--- LISTING ---

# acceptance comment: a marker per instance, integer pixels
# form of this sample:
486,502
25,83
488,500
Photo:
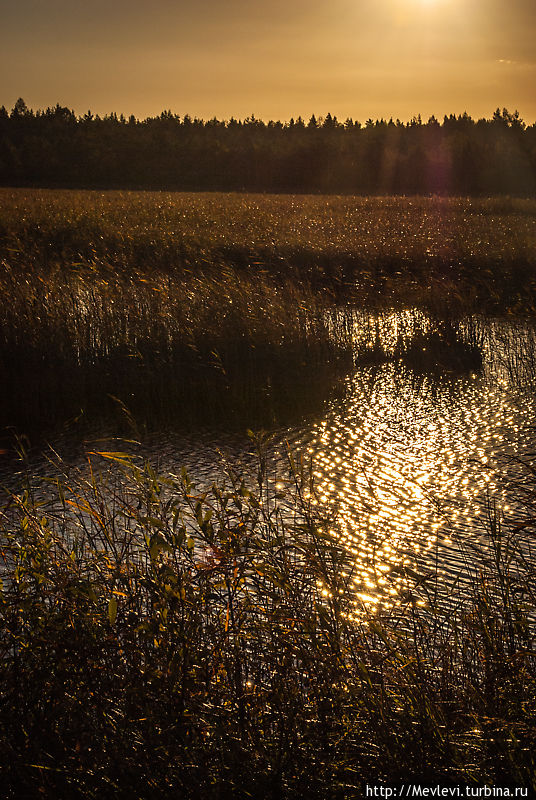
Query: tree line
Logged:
455,156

---

Write out the listing word for word, omitting the pictures it holds.

**ANSWER TO THIS TASK**
# acceptance comment: a marker per instance, integer pixels
# form of this sample:
486,502
25,83
488,500
Photo:
Query: tree line
Logged:
455,156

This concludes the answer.